Optimization of Performance and Health Program
One of the major interests of the Human Integrative and Environmental Physiology Laboratory is establishing criteria to help assess and improve performance and well-being. We focus on athletic populations and people in high-stress or extreme environments that demand optimal performance.
We have several studies aimed at optimizing performance in extreme conditions and improving health throughout the life span.
Cross-sectional study on healthy aging
In this study, we are investigating methods to make it easier to gather data about aerobic fitness level, which is one of the best predictors of all-cause mortality.
This study has three main goals:
- Measuring maximal oxygen consumption. Because fitness centers can't perform maximal exercise tests to get maximal oxygen consumption (VO2max), we want to compare the submaximal exercise tests that are performed at the Mayo Clinic Dan Abraham Healthy Living Center in Rochester, Minnesota, with maximal exercise tests performed in the lab to develop more-accurate equations for predicting VO2max from submaximal data.

→ **EXTRACTED RECORDS**:
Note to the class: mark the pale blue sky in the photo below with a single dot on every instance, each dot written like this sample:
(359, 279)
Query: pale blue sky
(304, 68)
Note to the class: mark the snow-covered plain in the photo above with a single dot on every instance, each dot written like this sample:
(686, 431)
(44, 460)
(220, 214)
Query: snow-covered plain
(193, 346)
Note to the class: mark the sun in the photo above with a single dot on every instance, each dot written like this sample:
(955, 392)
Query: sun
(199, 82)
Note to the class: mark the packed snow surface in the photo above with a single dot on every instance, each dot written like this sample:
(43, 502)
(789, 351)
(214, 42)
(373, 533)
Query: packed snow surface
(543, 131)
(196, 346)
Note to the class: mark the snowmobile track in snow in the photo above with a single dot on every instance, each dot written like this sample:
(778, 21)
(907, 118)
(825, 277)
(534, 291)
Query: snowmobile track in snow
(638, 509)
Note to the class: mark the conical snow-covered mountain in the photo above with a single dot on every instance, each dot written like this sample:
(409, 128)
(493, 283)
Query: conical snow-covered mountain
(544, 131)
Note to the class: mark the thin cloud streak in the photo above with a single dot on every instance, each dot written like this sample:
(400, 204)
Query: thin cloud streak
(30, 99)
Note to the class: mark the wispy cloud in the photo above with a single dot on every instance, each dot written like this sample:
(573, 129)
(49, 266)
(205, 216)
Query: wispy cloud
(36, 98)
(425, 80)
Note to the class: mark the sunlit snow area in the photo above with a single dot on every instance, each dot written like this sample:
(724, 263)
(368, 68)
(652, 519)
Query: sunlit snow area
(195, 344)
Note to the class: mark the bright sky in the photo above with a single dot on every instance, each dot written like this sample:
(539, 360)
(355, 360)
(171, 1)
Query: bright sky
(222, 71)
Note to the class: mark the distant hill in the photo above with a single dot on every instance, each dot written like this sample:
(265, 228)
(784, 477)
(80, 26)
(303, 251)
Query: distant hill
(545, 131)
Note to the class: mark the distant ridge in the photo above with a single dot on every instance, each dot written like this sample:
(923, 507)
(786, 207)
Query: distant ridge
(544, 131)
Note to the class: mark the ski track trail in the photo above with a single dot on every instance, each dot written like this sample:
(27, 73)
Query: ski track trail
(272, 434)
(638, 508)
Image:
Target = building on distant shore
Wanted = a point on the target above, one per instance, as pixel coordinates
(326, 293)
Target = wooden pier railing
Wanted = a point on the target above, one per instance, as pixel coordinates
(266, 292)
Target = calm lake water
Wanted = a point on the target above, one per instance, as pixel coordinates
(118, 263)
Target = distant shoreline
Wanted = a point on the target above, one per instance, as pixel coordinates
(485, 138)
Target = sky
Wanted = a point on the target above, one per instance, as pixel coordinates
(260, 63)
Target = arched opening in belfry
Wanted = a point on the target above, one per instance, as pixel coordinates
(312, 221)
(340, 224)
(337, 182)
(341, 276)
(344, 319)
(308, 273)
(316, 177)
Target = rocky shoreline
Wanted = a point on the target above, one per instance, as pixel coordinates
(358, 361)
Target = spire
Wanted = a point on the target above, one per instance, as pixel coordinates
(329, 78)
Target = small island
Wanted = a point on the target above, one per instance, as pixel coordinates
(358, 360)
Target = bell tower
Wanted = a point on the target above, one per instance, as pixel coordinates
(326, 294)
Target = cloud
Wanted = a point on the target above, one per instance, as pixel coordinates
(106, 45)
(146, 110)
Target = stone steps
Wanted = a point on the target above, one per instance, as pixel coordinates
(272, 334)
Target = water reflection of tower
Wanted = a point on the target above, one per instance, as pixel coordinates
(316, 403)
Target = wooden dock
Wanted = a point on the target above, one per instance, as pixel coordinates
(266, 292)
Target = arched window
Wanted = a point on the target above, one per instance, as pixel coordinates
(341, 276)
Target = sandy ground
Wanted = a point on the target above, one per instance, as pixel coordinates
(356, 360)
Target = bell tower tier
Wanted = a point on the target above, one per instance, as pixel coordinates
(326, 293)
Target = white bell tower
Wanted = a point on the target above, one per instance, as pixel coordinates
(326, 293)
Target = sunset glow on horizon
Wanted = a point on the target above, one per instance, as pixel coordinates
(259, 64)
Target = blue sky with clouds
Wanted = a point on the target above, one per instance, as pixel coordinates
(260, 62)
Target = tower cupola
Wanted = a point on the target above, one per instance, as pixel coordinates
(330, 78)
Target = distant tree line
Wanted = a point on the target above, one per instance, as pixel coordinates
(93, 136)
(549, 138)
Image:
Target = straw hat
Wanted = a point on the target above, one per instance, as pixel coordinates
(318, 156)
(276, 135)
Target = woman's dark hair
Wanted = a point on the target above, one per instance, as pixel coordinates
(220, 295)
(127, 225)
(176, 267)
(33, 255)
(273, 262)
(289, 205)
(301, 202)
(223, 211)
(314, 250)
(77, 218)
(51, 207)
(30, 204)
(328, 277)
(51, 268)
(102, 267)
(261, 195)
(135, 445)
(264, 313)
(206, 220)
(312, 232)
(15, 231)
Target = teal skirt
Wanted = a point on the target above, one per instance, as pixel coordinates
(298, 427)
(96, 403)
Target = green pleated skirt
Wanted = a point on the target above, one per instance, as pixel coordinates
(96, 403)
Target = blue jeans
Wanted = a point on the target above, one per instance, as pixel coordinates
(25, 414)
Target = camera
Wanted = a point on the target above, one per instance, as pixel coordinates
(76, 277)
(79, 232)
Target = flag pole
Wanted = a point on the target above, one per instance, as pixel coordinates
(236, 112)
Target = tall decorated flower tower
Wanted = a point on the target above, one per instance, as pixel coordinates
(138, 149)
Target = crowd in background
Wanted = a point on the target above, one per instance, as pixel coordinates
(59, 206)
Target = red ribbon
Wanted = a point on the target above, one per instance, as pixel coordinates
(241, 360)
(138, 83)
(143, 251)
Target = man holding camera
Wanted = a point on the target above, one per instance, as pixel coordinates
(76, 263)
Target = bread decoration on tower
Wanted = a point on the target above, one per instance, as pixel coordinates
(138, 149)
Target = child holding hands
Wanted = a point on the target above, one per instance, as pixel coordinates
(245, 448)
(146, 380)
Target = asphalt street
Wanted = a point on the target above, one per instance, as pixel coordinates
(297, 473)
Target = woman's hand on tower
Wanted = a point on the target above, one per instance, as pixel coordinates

→ **EXPLORE THE MATERIAL**:
- a) Translate this sentence from the performance and health program text into Spanish: "We have several studies aimed at optimizing performance in extreme conditions and improving health throughout the life span."
- b) Extend the performance and health program text, picking up after its last sentence.
The rows are material separate from the text on the performance and health program.

→ **RESULTS BY TASK**:
- a) Tenemos varios estudios orientados a optimizar el rendimiento en condiciones extremas y a mejorar la salud a lo largo de la vida.

- b)
- Comparing cardiac autonomic function. Changes in cardiac autonomic function, measured as heart rate variability in response to different tasks and activities, may be linked to disease and disease status. We measure these changes to determine the impact of aging and sex on cardiac autonomic function.
- Creating new fitness tests. We are developing a virtual (remote) fitness test using camera technology and algorithms to predict VO2max from submaximal step tests. This study is being conducted in 10 men and 10 women from each decade of life from ages 20 to 80.
Aging and pulmonary vasculature
Aging has profound effects on human physiology, and one often overlooked area is the effect on pulmonary vasculature.
Changes in pulmonary vasculature can lead to alterations in breathing efficiency and other patterns that may be modified by training. We are studying these mechanisms and how they can be adjusted to create a better quality of life at older ages.
AVOX: Aviation oxygen mask development and testing
In this project, we are studying whether oxygen flow in airline oxygen masks is sufficient for the altitudes at which they are used.
In the aviation industry, oxygen masks are fine-tuned to deliver precise amounts of oxygen to crew and passengers, if needed. The flow values and oxygen concentrations are determined empirically by testing while monitoring breathing patterns, oxygen saturation and exhaled gas concentration at critical altitudes. This testing allows us to determine whether the flow is sufficient for the corresponding altitude.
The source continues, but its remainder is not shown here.